=== Exercise goal ===
Having found the line containing "Can you see the pot" in the data below, reproduce that line and each one after it to the end, exactly, and include nothing else.

(Point localization data)
__________________________________________________
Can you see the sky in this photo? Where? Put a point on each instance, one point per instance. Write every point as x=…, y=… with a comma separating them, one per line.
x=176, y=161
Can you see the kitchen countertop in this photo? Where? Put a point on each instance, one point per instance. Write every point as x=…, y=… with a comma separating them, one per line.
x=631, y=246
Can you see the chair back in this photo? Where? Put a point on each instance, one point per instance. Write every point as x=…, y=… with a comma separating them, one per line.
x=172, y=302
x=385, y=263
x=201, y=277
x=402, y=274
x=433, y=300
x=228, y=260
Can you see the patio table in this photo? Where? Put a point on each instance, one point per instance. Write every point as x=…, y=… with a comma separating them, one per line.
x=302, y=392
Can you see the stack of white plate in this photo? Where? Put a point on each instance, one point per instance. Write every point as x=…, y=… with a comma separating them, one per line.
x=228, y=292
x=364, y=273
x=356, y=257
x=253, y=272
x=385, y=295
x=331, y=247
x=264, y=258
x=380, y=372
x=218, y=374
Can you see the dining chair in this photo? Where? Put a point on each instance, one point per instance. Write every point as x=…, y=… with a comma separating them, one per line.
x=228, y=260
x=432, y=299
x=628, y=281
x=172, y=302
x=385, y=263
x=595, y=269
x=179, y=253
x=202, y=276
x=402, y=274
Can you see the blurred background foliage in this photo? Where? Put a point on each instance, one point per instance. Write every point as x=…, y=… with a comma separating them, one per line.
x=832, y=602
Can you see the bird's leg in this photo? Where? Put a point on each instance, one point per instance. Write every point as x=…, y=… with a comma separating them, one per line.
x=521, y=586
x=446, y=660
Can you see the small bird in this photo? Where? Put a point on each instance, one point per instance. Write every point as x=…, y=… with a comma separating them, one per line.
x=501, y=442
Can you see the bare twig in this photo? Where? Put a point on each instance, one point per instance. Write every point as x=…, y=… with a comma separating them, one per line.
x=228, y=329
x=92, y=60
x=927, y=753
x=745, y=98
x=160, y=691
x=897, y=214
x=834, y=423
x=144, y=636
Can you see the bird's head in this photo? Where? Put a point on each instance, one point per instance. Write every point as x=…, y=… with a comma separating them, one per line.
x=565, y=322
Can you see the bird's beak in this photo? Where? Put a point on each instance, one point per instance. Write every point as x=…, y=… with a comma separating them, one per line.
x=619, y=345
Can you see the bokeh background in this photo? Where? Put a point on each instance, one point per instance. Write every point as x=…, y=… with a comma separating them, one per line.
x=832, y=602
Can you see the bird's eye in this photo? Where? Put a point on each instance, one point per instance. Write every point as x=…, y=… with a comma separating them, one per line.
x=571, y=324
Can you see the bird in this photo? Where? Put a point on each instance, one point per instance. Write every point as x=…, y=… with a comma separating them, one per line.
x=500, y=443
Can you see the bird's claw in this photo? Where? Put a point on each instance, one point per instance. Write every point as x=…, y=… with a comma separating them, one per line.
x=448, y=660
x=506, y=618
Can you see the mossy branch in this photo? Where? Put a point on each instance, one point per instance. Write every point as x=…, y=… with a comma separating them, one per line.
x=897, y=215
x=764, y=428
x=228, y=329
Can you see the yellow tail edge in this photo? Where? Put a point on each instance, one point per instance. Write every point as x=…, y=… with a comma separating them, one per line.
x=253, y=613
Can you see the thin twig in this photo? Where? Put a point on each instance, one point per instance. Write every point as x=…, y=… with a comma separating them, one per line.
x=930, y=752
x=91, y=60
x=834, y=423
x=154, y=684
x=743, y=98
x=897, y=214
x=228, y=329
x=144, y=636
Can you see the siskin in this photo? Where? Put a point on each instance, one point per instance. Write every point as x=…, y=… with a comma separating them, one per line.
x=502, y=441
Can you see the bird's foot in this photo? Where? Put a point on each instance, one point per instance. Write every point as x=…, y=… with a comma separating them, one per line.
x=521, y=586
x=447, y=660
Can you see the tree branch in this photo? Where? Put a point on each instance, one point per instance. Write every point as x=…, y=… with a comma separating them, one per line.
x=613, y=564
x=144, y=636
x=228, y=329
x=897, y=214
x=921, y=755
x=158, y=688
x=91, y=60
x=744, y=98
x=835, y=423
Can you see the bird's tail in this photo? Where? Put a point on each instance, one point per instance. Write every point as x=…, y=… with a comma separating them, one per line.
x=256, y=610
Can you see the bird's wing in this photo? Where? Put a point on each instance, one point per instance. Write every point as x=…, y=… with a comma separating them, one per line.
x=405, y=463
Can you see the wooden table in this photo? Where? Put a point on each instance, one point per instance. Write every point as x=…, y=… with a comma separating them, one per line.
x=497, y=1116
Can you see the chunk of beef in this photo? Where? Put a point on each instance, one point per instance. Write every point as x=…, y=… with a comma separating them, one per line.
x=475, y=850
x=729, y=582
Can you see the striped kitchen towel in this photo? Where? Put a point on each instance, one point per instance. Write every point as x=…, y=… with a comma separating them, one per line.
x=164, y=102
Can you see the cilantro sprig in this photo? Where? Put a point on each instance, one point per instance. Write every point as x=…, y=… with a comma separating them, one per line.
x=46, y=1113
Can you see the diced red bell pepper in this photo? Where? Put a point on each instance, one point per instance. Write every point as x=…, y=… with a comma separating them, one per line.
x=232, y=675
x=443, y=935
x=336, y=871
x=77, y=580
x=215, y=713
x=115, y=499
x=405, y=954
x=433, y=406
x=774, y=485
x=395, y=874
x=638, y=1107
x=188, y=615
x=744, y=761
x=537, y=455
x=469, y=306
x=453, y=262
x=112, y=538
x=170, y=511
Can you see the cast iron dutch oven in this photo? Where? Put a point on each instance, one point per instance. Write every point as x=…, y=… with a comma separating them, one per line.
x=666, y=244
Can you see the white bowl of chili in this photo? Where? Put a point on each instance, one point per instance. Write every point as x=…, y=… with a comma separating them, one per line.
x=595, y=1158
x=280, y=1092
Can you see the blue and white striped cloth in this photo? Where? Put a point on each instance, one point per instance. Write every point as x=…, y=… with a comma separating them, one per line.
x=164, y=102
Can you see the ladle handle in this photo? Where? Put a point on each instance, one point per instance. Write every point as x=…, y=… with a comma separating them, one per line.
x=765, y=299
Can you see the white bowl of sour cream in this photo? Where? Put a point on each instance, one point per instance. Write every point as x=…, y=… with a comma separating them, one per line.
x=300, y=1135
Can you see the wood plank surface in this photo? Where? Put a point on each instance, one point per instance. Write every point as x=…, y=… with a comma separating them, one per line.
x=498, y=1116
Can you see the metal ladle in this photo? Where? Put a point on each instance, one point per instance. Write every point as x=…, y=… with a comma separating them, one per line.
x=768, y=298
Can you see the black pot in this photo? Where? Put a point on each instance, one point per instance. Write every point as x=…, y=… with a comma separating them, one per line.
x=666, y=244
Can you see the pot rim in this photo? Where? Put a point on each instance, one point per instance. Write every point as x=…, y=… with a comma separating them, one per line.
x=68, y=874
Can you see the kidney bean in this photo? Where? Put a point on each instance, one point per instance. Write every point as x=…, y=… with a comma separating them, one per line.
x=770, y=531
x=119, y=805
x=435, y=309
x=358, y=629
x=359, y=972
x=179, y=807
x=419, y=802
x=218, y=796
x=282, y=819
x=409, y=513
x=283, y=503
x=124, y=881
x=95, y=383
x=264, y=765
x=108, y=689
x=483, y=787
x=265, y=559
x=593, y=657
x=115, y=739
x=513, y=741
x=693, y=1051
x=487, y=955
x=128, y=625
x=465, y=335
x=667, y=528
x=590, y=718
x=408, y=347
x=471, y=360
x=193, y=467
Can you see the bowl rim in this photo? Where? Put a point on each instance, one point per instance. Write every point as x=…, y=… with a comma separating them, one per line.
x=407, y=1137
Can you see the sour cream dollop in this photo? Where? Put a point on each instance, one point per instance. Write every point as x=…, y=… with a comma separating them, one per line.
__________________________________________________
=== Response below ===
Can you see the pot rim in this photo? Where? Put a point on each instance, one point per instance. Write every point as x=…, y=… with a comma separating them, one per line.
x=68, y=874
Can you see the kidney bean in this photo? Where? Put a point on each instance, one point per instance. Write every point as x=…, y=… with a comma separating them, one per line.
x=770, y=531
x=119, y=805
x=435, y=309
x=358, y=629
x=359, y=972
x=179, y=807
x=419, y=802
x=218, y=796
x=282, y=819
x=409, y=513
x=283, y=503
x=124, y=881
x=95, y=383
x=264, y=765
x=108, y=689
x=483, y=787
x=265, y=559
x=593, y=657
x=115, y=739
x=513, y=741
x=693, y=1051
x=487, y=955
x=128, y=625
x=465, y=335
x=667, y=528
x=590, y=718
x=408, y=347
x=471, y=360
x=193, y=467
Can you see the bowl rim in this photo? Where? Put a point on each instance, one point per instance. Write every point as x=…, y=… with a comma separating them, one per line.
x=407, y=1137
Can you see the sour cream dollop in this photo? Where? Put a point on each instance, one point per instance. Write every point as x=…, y=… with a comma separating them, one per line.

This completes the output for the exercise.